What is needed - How many lines of the records below contain the string "head"? Case counts, and give only the number.

Records -
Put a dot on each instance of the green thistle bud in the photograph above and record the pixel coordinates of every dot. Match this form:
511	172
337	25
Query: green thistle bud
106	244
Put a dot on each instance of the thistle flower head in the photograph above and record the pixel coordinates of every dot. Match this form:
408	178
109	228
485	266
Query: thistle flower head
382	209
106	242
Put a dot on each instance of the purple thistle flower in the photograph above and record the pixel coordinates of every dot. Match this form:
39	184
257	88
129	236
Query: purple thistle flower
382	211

--

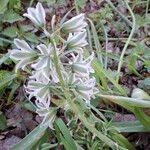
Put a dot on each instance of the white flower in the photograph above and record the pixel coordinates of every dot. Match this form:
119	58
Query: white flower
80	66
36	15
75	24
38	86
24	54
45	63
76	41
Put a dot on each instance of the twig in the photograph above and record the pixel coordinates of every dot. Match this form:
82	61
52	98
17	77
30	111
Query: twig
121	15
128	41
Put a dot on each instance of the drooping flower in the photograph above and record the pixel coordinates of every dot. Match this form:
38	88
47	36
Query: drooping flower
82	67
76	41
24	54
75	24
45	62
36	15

Reply - 2